Recorded data.
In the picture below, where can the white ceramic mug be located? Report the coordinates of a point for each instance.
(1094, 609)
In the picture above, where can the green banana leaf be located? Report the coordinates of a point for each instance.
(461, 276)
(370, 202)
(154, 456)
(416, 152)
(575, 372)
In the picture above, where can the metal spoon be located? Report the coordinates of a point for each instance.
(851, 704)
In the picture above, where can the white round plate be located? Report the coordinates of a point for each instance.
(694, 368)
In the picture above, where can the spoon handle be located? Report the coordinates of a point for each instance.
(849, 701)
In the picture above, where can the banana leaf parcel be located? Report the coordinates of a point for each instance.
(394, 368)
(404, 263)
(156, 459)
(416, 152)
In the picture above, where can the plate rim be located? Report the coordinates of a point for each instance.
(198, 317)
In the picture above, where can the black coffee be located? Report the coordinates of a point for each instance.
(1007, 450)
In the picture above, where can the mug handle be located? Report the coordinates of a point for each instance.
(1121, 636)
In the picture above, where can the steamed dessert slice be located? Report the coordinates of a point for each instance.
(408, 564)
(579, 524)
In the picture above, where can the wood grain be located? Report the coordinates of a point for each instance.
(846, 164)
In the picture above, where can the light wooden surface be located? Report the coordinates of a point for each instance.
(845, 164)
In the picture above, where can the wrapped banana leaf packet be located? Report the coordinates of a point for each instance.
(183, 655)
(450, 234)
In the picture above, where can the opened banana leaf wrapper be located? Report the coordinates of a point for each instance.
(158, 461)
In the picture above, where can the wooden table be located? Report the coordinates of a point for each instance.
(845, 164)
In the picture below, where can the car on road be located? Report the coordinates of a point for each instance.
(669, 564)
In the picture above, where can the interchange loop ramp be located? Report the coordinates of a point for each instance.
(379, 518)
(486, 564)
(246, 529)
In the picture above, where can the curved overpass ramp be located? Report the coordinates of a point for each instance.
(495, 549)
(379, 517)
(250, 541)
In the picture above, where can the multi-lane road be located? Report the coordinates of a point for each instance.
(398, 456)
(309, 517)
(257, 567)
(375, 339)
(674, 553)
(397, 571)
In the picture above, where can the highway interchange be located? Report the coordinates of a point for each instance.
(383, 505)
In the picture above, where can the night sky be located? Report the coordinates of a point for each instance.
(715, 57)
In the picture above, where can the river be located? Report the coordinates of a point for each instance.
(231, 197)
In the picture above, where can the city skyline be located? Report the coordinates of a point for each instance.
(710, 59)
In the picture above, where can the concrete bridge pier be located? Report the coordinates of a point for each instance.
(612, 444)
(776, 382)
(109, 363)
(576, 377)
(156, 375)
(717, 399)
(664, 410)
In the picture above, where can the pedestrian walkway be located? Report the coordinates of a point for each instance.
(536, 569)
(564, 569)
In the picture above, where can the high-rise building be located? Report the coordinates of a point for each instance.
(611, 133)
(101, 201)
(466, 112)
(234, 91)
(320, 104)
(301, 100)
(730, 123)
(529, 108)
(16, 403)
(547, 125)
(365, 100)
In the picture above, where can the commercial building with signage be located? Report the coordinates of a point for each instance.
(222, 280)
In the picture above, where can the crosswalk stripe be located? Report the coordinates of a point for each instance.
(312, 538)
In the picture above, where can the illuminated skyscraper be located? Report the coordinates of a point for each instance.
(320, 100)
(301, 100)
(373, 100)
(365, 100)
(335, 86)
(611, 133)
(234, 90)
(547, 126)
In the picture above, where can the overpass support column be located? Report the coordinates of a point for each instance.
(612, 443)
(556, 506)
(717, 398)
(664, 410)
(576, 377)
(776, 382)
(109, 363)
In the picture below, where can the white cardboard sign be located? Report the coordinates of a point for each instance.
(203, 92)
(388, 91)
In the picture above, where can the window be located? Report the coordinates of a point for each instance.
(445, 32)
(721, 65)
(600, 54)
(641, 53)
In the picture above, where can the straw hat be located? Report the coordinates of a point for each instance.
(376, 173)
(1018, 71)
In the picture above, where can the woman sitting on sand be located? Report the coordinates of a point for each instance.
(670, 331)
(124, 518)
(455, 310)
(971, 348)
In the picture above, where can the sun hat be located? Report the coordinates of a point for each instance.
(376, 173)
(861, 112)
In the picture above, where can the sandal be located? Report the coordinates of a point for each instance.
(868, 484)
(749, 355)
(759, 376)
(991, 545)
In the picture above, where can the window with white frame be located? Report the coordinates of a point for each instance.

Work to be completed. Copy every one of the rows above word for word, with no changes.

Full response.
In the picture below, where can the white ceramic mug be located? Report the coordinates of a point for each instance.
(1094, 609)
In the picture above, where can the green banana leaf be located? Report the coordinates of a point for each instance.
(461, 276)
(370, 202)
(154, 456)
(416, 152)
(575, 372)
In the picture above, where can the metal spoon be located? Report the coordinates of a point for each instance.
(851, 704)
In the picture above, where can the white round plate be located? Report the coordinates of a point for each instance.
(694, 368)
In the picture above, where can the spoon handle be located? Report the coordinates of a point for each instance.
(849, 701)
In the picture above, where can the banana leaf parcel be located? Report the coordinates of a point for each instance.
(394, 368)
(404, 263)
(156, 459)
(416, 152)
In the picture above, where can the plate rim be located? Report the coordinates of a point for each instance.
(198, 317)
In the picture above, where can the black coffee be located? Report the coordinates of a point for each instance.
(1007, 450)
In the picture above, where can the mug handle be located? Report the coordinates of a point for each instance.
(1121, 636)
In the picture above, where can the steamed dessert slice be located? Report the coordinates of a point for each instance.
(408, 564)
(579, 524)
In the picture above, where can the wood grain be located? Report the coordinates of a point for each instance.
(846, 164)
In the picture above, where can the light wooden surface be located? Report the coordinates of a point for each instance.
(845, 164)
In the picture above, where can the wrapped banana leaf packet be located? Report the coordinates of a point for each instance.
(183, 655)
(450, 234)
In the picture above, where can the opened banana leaf wrapper be located? Report the coordinates of a point for each instance.
(158, 461)
In the picture above, where can the wooden table be located? Report the coordinates of a point for each instance.
(845, 164)
In the picture below, where can the car on road be located? Report the coordinates of a point for each instance.
(669, 564)
In the picture above, where can the interchange loop ramp be located? Report the coordinates of a point for each instance.
(379, 518)
(486, 564)
(246, 529)
In the picture above, where can the curved overpass ramp be located? Report the coordinates of a point for each instance.
(495, 549)
(379, 517)
(250, 541)
In the picture above, where can the multi-lane road be located? Report the coordinates of a point for each instance.
(398, 456)
(309, 517)
(257, 567)
(375, 339)
(674, 553)
(397, 571)
In the picture above, where can the highway interchange be located? Report the coordinates of a point for each instance.
(383, 505)
In the picture above, where can the night sky be located? Report the coordinates of a point for each instance.
(715, 57)
In the picture above, where can the river be located? Report the coordinates of a point for each instance.
(231, 197)
In the picture above, where can the city skyline be located? Report the coordinates of a point for each instance.
(710, 59)
In the picture above, where can the concrete bridge pier be located? Report the coordinates of a point for each instance.
(612, 444)
(776, 382)
(109, 363)
(576, 377)
(156, 375)
(717, 399)
(664, 410)
In the picture above, where can the pedestrian walkway be located? Report the coordinates of a point for each instance.
(536, 569)
(564, 569)
In the picture above, where can the high-rise building be located? Report the coordinates of a point for each instance.
(611, 133)
(101, 201)
(466, 112)
(234, 91)
(320, 104)
(301, 100)
(730, 123)
(529, 108)
(16, 403)
(547, 125)
(365, 100)
In the picture above, where can the commercial building with signage be located? Report the coordinates of a point for each instance.
(222, 280)
In the picture above, where can the crosswalk stripe be located? Report the coordinates of a point for each instance.
(312, 538)
In the picture above, where can the illuminated skyscraper be located? Report the coordinates of a point for each instance.
(320, 100)
(301, 100)
(373, 100)
(365, 100)
(335, 86)
(611, 133)
(234, 90)
(547, 126)
In the picture above, where can the overpass support column be located? Report the coordinates of a point for each instance.
(612, 443)
(556, 506)
(717, 398)
(664, 410)
(576, 377)
(776, 382)
(109, 363)
In the picture below, where can the white cardboard sign be located? Report the coordinates of a point for each instance.
(203, 92)
(388, 91)
In the picture above, where can the window be located? Report the coordinates of a point for each instance.
(445, 32)
(721, 65)
(600, 54)
(641, 53)
In the picture above, where can the straw hat be located? Report the coordinates of a point for each instance.
(376, 173)
(1018, 71)
In the picture above, where can the woman sitting on sand be located? Report the coordinates of a point for each instance.
(670, 331)
(124, 518)
(455, 310)
(971, 348)
In the picture above, where can the sun hat be located? Report the coordinates of a point for each instance.
(376, 173)
(861, 112)
In the picture above, where can the sandal be located? Report the coordinates of a point for each instance.
(868, 484)
(749, 355)
(759, 376)
(991, 545)
In the picture above, where can the window with white frame be located? Report the coordinates of a point for each instance.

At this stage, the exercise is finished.